TASKS TO PERFORM.
1/ According to the review of The Man of Steel #5, who drew the art for the issue?
2/ Summarize the review of The Man of Steel #5 in two sentences.

Friday, June 29, 2018

Review: The Man Of Steel #5

For the most part, I have been very impressed with Brian Michael Bendis' The Man of Steel mini-series. Bendis seems to have a good understanding of who Superman is and what he represents. He has a handle of Superman's voice. Supergirl, the staff at the Planet, the arson subplot and new firefighter Melody Moore, and the members of the JLA have all sounded the way I expect them to. It is the character moments that have shined the most, as well as the all-star cast of artists on the book. But this stuff seems to be more on the periphery of the book.

What I hasn't really grabbed me so far are the two major plots going through the series. We have the threat of Rogol Zaar, someone we still don't know enough about to dig deep into his hate. And we have the Lois/Jon disappearance storyline, something I have tried to defend as we have been shown more and more snippets of what actually happened.

This week The Man of Steel #5 came out and, for me, it is the weakest issue of the series so far. Unfortunately, it is because the two plots I have struggled with, Zaar and Lois, are really under the spotlight here. And things are said and are done that don't make much sense for the characters or the stories. They are glaring. I can't easily swallow them for the sake of plot progression.

It is a shame because the other things continue to shine. This issue we get to see the JLA and how much they care about Superman. And this is a very good Supergirl issue with 3 moments that just shine. One of these moments is destined for a the Top Ten moments of 2018, I am sure of it.

And the art by Adam Hughes is incredible as well. There is vivid colorization. The punches are powerful. The expressive work is top notch. The art just sings.

But these high points just don't easily smooth over the low points of the plot.

On to the book.

As always, we start out with a circular themed splash page, this time of Kandorians looking up at Zaar looking down at them through the neck of the bottle. It is a vivid and frightening image. I love the perspective here, low enough to get some Kandorians in there.

As a motif of issue openings, this one has been very good. I already have anticipated the next issue's. But more on that later.

Last issue ended with Superman using the solar flare power to attack Rogol Zaar, effectively destroying his own Fortress. In some ways, that is an interesting idea to pick apart. Isn't such a destructive act helping Zaar 'cleanse' the universe of Krypton? Shouldn't the fortress be razed?

But more importantly, every time we have seen Superman use the flare, he comes out of it completely helpless and depowered. Here, there isn't even a mention of it. We start out with Superman flying Zaar to the moon for a brawl. By not picking up that last image from last issue and by changing the parameters of the flare (something I had hoped had gone away), I was immediately pulled a bit out of the proceedings. I was asking myself 'was it a flare?' 'Why does he have powers?' 'Did it hurt Zaar?'

One thing I did like was hearing Superman's thoughts during the fight, especially how he has become a historian of Krypton and has never heard of Rogol Zaar. His being a student of his home planet sounded very Silver Age to me, in a good way.

Again, Hughes shines here with nice 'camera work' during the fight and punctuating some exchanges by coloring the whole panel red.

RECORDS SHOWN.
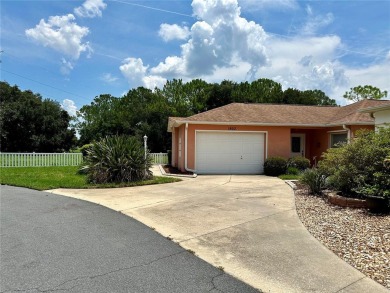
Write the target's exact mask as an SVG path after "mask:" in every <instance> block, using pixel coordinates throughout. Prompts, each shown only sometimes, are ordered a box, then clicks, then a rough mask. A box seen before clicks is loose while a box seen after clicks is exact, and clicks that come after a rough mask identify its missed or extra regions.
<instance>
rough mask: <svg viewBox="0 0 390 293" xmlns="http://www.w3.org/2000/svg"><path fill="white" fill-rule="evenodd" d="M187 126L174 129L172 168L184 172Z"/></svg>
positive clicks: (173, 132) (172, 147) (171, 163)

* * *

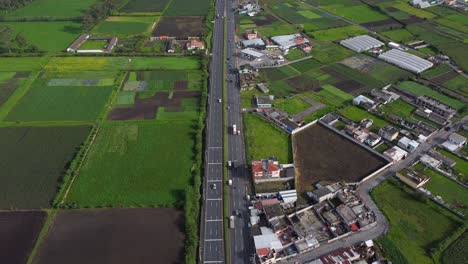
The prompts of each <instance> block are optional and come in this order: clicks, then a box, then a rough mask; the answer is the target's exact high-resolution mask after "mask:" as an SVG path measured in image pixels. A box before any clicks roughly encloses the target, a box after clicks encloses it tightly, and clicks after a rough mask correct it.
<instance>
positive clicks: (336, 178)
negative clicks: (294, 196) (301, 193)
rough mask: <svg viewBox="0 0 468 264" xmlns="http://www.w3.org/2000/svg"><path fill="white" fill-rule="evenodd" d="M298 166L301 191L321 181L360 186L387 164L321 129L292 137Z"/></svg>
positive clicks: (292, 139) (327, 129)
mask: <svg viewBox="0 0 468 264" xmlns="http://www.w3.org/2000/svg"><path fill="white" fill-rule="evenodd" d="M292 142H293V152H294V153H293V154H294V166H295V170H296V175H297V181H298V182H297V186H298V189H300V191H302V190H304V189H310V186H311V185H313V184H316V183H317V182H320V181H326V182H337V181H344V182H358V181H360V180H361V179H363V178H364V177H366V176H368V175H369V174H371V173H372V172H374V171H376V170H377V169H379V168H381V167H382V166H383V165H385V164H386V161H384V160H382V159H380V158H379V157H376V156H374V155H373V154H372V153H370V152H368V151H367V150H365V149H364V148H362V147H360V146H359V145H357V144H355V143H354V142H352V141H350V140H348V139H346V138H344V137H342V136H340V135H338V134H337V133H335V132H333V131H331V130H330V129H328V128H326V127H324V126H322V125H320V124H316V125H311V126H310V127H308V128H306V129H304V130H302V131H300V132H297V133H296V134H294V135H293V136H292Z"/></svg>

==

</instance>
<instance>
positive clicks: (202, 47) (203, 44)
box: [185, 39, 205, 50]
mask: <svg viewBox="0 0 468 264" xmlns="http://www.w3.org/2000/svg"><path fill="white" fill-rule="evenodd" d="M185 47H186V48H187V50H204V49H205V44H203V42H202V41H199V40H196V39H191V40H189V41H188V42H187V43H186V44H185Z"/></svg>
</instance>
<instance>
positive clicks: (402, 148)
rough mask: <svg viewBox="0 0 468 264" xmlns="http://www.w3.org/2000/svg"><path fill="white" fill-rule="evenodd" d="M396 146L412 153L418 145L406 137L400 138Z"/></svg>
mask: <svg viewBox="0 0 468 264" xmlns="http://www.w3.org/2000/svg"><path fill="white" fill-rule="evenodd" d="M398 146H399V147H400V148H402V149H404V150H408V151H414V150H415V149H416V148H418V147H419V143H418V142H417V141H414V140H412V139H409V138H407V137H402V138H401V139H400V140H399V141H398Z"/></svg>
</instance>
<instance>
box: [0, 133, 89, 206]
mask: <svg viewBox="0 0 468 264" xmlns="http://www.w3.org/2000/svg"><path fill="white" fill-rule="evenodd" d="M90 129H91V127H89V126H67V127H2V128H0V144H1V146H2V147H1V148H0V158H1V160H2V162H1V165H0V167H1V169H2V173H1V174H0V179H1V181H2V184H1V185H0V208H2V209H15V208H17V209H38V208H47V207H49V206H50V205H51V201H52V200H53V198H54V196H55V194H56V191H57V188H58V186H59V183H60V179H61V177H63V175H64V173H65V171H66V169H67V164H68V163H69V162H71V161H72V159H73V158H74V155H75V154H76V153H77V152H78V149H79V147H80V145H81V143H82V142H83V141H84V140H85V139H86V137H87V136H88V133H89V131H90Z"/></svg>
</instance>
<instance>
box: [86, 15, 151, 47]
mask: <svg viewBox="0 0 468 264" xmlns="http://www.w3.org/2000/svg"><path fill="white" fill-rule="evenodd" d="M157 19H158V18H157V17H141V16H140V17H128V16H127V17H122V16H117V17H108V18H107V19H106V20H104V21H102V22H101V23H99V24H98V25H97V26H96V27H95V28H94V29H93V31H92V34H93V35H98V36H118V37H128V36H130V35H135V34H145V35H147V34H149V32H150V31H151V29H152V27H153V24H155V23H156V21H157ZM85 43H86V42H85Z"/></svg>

RESULTS OF THE TASKS.
1/ Adam Hughes.

2/ The reviewer has mostly been impressed with Brian Michael Bendis' The Man of Steel mini-series for its character moments and artists, but calls issue #5 the weakest so far because it spotlights the Rogol Zaar and Lois plots, where things are said and done that make little sense. The JLA and Supergirl moments and Adam Hughes' art still shine, yet they don't smooth over the plot's low points, such as Superman using the solar flare power without being left helpless and depowered.